--- Start of Article ---

# Good or bad idea: Listening to music while boarding



## Deacon (Mar 2, 2013)

I think moderation is key. I listen to earbuds, but at a volume that I can still hear people talking to me.


----------



## trapper (Jan 15, 2013)

I ride with a massive boombox strapped to my chest and play loud disco music so everyone within a 50 yard radius is at the same hearing disadvantage.


----------



## Karpediem (Aug 29, 2007)

Trapper last weekend


----------



## Bullboy145 (Feb 11, 2013)

Personally I use earbuds, though its because I usually ride alone. The last time I went was with a bunch of friends, and I didn't use them because we would just talk the whole way down. I do like them because the music helps me concentrate, and I associate certain songs (Sloan-ill placed trust) with snowboarding.


----------



## Casual (Feb 9, 2011)

Helmet audio, always on. I just love riding to music. If I'm with people I have it quiet, if not its cranked. I just use my head and always know whats around me since I can't hear but mostly I ride faster than the rest of the hill so I'm not overly concerned with whats behind me.


----------



## Mel M (Feb 2, 2012)

Casual said:


> Helmet audio, always on. I just love riding to music. If I'm with people I have it quiet, if not its cranked. I just use my head and always know whats around me since I can't hear but mostly I ride faster than the rest of the hill so I'm not overly concerned with whats behind me.


Exactly +1


----------



## KansasNoob (Feb 24, 2013)

I ride with friends, no earbuds here. If I was on my own on open trails or faces I might, but in the trees I like to be able to hear.


----------



## CassMT (Mar 14, 2013)

only time im w/o music is when i ride with my kids, i want that together time...i sometime turn it down for the lift if it looks to be someone i may want to talk too, then crank it right before my run

make a mtn playlist so you dont have to fuk with it...learn your pause and vol button so you can adjust thru your jacket


----------



## Casual (Feb 9, 2011)

--- End of Article ---
--- Start of Supplied material ---

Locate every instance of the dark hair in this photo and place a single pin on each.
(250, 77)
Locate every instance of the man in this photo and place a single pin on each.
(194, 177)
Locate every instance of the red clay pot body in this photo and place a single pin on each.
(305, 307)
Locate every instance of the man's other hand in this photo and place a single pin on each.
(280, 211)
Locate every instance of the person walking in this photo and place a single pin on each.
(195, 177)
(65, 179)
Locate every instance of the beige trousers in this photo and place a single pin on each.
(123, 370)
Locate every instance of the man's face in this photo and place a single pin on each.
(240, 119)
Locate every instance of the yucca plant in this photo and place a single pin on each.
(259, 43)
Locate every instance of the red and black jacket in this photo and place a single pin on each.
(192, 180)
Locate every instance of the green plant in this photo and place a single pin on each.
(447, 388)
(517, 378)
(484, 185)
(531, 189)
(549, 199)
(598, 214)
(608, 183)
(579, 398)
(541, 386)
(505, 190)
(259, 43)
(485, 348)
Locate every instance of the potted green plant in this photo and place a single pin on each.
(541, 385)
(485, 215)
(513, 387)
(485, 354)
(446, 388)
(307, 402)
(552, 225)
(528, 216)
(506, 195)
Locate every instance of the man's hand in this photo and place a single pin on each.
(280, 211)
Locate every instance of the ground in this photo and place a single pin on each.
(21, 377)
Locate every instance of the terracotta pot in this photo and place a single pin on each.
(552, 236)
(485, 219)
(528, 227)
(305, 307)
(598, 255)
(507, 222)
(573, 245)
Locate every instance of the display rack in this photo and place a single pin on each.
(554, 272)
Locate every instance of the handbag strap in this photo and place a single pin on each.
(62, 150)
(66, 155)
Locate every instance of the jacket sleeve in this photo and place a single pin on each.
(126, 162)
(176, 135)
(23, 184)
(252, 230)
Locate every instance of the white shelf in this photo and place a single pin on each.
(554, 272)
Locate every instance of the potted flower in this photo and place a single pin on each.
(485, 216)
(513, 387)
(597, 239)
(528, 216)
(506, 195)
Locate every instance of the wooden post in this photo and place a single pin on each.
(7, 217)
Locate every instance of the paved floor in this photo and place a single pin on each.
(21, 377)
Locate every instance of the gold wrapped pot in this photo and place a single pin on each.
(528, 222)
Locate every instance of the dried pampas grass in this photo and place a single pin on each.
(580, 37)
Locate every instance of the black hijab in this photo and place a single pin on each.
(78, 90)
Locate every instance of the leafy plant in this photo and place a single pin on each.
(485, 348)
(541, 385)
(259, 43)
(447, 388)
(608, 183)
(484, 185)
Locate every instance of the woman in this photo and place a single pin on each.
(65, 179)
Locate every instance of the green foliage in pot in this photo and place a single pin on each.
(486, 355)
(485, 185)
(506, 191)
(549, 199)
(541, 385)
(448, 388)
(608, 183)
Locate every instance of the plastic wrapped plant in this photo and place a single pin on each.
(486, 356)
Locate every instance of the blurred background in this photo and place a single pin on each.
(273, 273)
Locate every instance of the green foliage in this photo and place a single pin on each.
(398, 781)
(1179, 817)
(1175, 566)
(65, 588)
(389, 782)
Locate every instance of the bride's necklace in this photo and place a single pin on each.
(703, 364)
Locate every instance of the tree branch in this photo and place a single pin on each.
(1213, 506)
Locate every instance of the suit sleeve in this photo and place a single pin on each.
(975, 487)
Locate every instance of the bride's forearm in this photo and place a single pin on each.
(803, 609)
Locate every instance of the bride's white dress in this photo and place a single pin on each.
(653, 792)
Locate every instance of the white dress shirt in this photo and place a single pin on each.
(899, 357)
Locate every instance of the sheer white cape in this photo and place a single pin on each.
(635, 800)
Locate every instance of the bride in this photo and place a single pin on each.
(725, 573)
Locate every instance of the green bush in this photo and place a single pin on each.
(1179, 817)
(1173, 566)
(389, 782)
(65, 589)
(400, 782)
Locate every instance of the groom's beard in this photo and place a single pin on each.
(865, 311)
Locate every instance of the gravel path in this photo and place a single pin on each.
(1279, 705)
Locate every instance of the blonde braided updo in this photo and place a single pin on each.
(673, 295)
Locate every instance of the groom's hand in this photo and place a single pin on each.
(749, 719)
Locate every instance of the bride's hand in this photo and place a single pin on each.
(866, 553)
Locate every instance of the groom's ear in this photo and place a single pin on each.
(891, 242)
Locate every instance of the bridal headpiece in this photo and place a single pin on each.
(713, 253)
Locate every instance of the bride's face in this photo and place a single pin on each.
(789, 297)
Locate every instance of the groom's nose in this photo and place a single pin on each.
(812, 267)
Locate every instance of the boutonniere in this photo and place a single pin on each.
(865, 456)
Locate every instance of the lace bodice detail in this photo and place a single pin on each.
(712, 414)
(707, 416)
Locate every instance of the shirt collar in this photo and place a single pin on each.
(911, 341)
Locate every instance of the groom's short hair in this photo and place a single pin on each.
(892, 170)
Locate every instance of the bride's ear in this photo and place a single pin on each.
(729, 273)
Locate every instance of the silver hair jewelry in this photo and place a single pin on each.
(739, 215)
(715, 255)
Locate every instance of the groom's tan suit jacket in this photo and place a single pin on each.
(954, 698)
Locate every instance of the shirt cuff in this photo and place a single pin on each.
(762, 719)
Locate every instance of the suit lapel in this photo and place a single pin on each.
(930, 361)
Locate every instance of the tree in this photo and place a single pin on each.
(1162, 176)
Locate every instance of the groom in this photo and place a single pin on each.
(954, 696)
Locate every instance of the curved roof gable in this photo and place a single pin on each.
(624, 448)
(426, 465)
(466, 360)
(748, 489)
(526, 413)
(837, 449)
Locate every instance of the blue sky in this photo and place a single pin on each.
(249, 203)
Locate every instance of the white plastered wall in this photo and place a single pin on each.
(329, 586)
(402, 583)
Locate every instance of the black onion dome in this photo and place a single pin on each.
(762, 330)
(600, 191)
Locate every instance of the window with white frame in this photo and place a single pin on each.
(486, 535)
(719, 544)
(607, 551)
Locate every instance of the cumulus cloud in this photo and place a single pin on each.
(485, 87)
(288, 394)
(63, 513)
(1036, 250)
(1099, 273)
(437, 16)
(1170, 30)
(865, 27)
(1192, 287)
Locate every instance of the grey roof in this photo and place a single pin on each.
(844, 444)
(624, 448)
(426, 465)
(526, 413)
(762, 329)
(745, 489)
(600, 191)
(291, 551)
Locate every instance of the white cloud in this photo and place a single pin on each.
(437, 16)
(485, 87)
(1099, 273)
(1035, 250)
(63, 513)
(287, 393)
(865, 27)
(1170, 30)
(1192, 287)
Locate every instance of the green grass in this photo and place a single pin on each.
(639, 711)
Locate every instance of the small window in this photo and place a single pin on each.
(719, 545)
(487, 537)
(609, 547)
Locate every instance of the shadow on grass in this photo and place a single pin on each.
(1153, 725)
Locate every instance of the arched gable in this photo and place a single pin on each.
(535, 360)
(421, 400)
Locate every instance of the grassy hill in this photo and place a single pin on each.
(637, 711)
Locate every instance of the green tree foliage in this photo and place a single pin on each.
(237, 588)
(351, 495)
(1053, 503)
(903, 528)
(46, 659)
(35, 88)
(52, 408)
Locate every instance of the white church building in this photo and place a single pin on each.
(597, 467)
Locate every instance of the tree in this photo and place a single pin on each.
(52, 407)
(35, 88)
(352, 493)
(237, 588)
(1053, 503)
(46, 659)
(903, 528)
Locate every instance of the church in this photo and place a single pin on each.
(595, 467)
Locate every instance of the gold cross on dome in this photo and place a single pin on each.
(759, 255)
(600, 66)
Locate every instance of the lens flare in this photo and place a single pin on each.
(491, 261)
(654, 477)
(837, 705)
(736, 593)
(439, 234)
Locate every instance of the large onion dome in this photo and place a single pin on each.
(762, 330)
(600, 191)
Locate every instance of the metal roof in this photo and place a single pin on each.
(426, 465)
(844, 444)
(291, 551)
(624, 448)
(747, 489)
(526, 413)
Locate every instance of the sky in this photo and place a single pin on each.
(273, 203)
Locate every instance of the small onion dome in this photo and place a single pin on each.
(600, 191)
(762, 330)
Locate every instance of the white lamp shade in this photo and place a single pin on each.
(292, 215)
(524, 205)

--- End of Supplied material ---

* [Task description]:
Transcribe the passage of the thread on listening to music while riding, from "## KansasNoob (Feb" to "(Mar 14, 2013)".

* [Task output]:
## KansasNoob (Feb 24, 2013)

I ride with friends, no earbuds here. If I was on my own on open trails or faces I might, but in the trees I like to be able to hear.


----------



## CassMT (Mar 14, 2013)